Excerpts from point annotation data:
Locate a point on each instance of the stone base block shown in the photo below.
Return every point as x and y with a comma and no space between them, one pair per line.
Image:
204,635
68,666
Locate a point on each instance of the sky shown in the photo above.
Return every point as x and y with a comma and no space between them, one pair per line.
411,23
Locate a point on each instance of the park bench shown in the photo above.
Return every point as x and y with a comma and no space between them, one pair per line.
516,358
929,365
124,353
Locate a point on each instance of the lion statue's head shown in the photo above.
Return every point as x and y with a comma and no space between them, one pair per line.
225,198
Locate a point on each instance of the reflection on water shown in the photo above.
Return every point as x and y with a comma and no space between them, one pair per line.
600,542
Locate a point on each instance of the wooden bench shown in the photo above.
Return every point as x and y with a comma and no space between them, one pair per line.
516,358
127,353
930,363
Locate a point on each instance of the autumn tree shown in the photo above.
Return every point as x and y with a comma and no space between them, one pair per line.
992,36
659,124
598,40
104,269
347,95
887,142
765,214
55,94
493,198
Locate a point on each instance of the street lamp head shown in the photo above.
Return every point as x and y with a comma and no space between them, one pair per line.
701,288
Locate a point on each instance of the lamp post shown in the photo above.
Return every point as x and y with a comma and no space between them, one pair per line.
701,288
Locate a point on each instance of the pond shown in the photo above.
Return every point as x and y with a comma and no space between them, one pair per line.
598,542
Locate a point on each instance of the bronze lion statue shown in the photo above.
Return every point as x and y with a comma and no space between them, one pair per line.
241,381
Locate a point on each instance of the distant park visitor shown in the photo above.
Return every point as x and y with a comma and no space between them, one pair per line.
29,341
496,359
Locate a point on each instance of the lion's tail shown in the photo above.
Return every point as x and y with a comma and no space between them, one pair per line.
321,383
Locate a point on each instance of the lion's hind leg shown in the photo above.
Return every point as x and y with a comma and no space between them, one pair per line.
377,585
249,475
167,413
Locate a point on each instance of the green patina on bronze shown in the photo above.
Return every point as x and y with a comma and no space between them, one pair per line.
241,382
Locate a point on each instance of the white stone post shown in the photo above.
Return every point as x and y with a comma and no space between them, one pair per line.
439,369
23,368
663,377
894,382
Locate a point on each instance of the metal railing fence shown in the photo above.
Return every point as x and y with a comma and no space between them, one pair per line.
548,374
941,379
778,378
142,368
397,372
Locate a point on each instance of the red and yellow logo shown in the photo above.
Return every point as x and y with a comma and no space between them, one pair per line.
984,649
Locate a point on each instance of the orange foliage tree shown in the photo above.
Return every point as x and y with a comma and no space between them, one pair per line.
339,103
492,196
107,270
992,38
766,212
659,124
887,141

* [SHORT PROBLEM]
Starting at the line containing "Locate a point on each instance of the green" and ending at the end of the listing, write those lines out again with "metal" swapped for "iron" and nothing else changed.

* [FULL SOLUTION]
Locate a point on each instance of the green patina on bronze shown in the photo above.
Return every point as x and y with a comma and no space between them, one pair per line.
241,382
Locate a point on each instance of the white stone post shown in the photo above.
Return every point as x and y with a comma and no space between them, one pair per line.
439,369
23,368
663,377
894,382
Locate a point on each instance of the iron railing fence shown in the photo above.
Return every point as x and y with a comma and no space between them, one pair per line.
548,374
941,379
778,378
142,368
397,372
Locate a point on each instance of the red and yellow logo shown in the photo above.
Return every point as x and y with a comma and no space between them, one pair per line.
984,649
Locate a point on each instance of the orange foliage tree shown in the photo above.
Return every point as x and y with a comma and no space between them, one pair per line.
339,103
492,196
107,270
992,38
766,212
659,124
887,141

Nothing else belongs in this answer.